▸ Your task:
Copy out every line of the records in which "Question" can be found.

# # #

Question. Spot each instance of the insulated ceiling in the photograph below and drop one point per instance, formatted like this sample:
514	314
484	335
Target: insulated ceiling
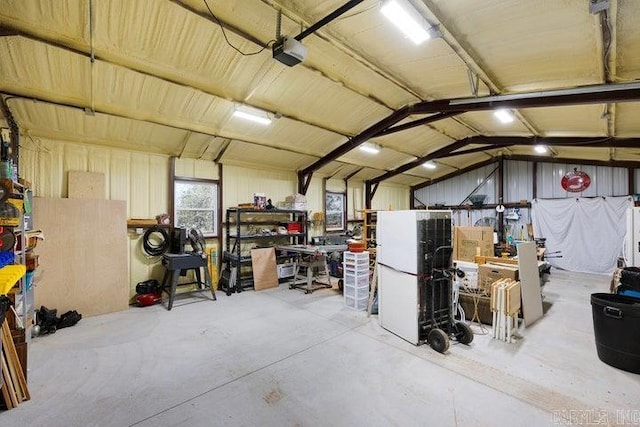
167	76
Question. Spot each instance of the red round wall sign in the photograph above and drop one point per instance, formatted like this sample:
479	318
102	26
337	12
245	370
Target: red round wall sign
575	181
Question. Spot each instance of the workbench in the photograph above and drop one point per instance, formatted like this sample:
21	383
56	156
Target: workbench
311	266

# # #

▸ Exercise answer:
Question. Spot each instance of the insulated ceiling in the photograph below and drop one point per instance, formatted like this sample:
Question. Spot each instance of the red round wall sign in the photograph above and drop one point per instance, formatted like this sample:
Question. Spot each instance of the workbench in the photograph above and drop one point per instance, formatted like this sample:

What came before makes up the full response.